*** Opening Text segment ***

The reason why I chose the Richland Campus is because it was the closest campus to where I used to live. But now, it’s just home. I can’t leave it. The people here are so amazing. If I have to stay here an extra semester to get a certain class done at this campus, I’m going to stay here to get it done because the people here are like family to me.
I have two and a half semesters left until I graduate, and I won’t stop there.
What legacy do you want to leave?
I want to be bigger than Tupac, Malcolm X and Martin Luther King. I want to be remembered for loving people and making them laugh and smile. It’s not about me anymore. When I was younger, I was very selfish. Life is more than just ourselves. It’s about love and community. It’s about sacrificing your life for someone else. When I leave this world, I want to be remembered for the love and help that I gave to others. Telling people that it’s not about where you started but how you end. At the end of my journey, I want to be able to say that I changed the world. And not with money but with my time. You can get money over and over again but the time you have in life is limited. So, you have to cherish every moment and opportunity.
If I could change the world, I would change it by making food and shelter affordable and accessible to all. I want to make a change for young adults, teens, and adolescents who feel like people gave up on them. I would also like to work with kids who feel like they don’t have anyone, foster kids, and kids raised by single parents.
What does graduating as a first-gen student mean to you?
When I graduate, I’ll probably just cry for myself because I knew what my journey looked like when I first started. With being the first in my family for many things, not just the first to go to college, I know the pressure that comes with it. I’ve been called a dummy before and so was my mom, so I understand the frustration that comes with not feeling educated. I made a promise with my mom about finishing school, and I’m big on keeping my word.
Everything that I’m doing now is to better myself. I have more direction and structure in my life.
Tell us about a time when you felt courageous at Dallas College.

*** Closing Text segment ***
*** Opening Data provided ***

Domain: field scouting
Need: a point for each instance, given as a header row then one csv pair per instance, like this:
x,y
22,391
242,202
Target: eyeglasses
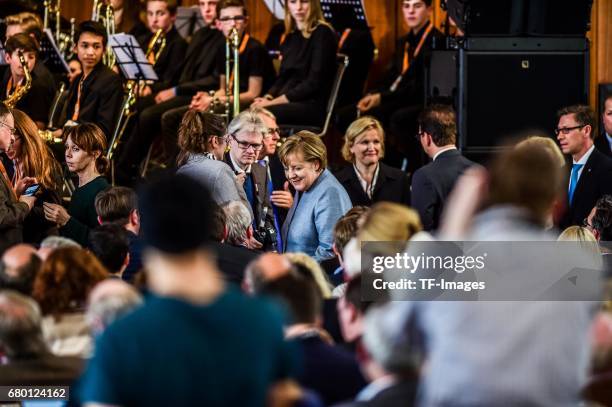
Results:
x,y
566,130
237,19
245,146
11,130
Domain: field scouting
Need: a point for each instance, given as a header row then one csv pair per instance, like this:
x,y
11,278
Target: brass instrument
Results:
x,y
232,43
20,92
156,45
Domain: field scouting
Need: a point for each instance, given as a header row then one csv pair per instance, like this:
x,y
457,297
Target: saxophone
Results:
x,y
20,92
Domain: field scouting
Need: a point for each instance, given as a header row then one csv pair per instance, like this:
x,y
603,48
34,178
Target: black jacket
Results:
x,y
168,66
199,68
595,181
432,184
101,98
392,185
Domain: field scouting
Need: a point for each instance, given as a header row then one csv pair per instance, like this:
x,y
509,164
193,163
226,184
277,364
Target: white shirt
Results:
x,y
445,149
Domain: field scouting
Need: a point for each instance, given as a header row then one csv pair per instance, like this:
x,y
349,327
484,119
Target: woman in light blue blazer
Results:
x,y
319,200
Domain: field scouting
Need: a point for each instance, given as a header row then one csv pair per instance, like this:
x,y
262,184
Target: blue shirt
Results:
x,y
174,353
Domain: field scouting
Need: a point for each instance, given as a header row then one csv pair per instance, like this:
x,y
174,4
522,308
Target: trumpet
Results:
x,y
232,45
156,45
20,91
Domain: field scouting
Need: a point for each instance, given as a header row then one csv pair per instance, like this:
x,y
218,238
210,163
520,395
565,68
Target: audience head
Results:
x,y
18,268
90,41
118,205
245,137
437,128
7,127
268,266
85,147
308,267
300,296
238,223
364,142
51,243
548,144
599,221
28,46
416,13
174,213
110,244
607,115
303,15
26,22
201,133
31,152
512,181
108,301
575,130
161,14
20,326
65,280
351,310
272,135
304,157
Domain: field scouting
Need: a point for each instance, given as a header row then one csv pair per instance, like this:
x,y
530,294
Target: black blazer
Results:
x,y
432,184
101,98
199,68
393,185
601,143
168,66
594,182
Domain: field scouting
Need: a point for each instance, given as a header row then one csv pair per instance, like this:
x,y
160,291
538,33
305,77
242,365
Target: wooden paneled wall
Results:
x,y
386,21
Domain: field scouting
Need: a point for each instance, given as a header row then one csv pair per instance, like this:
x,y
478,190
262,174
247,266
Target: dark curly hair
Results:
x,y
65,280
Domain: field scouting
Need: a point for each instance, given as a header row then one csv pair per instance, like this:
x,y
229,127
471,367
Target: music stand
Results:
x,y
188,20
342,14
50,54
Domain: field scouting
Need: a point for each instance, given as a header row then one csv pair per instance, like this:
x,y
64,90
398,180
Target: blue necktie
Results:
x,y
574,181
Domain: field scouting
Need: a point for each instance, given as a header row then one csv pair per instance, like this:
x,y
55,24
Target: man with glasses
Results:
x,y
245,138
13,209
590,175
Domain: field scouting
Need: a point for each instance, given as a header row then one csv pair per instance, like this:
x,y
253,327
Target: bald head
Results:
x,y
267,267
18,268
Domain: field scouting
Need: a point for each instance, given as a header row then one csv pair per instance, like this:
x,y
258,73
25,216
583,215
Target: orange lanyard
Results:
x,y
345,35
245,39
407,59
77,105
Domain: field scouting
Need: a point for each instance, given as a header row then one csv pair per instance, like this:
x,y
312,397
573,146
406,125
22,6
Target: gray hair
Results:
x,y
20,325
247,121
58,242
238,220
107,303
388,340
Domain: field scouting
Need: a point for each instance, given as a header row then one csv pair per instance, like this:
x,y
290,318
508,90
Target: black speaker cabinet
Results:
x,y
512,85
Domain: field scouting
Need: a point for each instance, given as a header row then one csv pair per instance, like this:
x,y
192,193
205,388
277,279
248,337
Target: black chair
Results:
x,y
289,129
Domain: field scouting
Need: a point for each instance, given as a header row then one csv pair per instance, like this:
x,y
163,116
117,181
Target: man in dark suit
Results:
x,y
604,142
95,95
199,73
432,183
591,171
245,133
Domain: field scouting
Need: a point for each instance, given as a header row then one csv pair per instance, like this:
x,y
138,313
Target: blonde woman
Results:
x,y
308,48
368,180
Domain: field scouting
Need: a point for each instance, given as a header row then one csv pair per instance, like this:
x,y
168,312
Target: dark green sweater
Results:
x,y
82,211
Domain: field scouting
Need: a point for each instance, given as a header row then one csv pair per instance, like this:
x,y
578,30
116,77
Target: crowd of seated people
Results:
x,y
239,275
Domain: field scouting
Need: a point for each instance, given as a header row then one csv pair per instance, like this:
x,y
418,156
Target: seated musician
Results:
x,y
37,100
308,66
256,73
399,98
161,14
198,72
95,95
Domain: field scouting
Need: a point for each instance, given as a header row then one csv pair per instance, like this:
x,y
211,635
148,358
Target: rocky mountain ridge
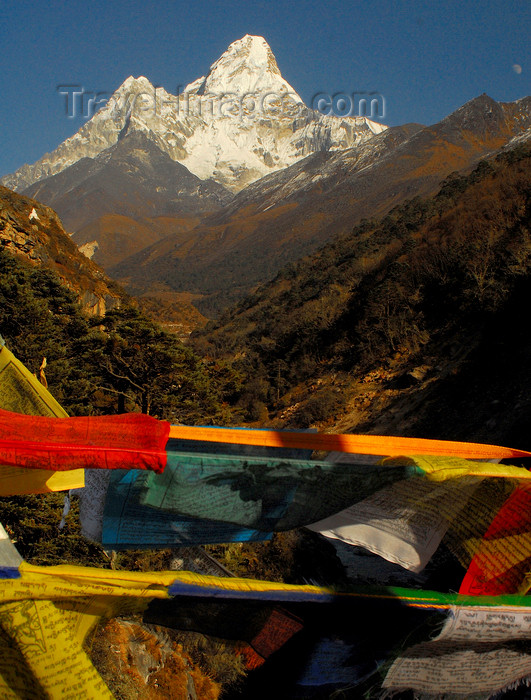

*** Closing Data provided ***

# Brief A
In the student interview, why would the speaker stay an extra semester to finish a class at the Richland Campus?
# Brief B
Pick up the student interview after its last line and keep going.

# Reply A
The speaker would stay because the people at the Richland Campus are like family.

# Reply B
During my first semester of school, I was still heavy on the streets. I always struggled with reading and writing and during that time, I was taking English 1301. I was worried about being embarrassed if they called on me to read. But my professors, Christopher and Kevin, were really cool and explained a lot to me. They took their time. They made my experience at Dallas College amazing. They are the reason why I didn’t drop out. Any time I think about dropping out or if life is too hard and school is too hard, I think about those guys and Kimberly with the student care team who has helped me.
But in my English class, I learned I was a good writer, which shocked me. That class helped make me who I am today.
What are you passionate about?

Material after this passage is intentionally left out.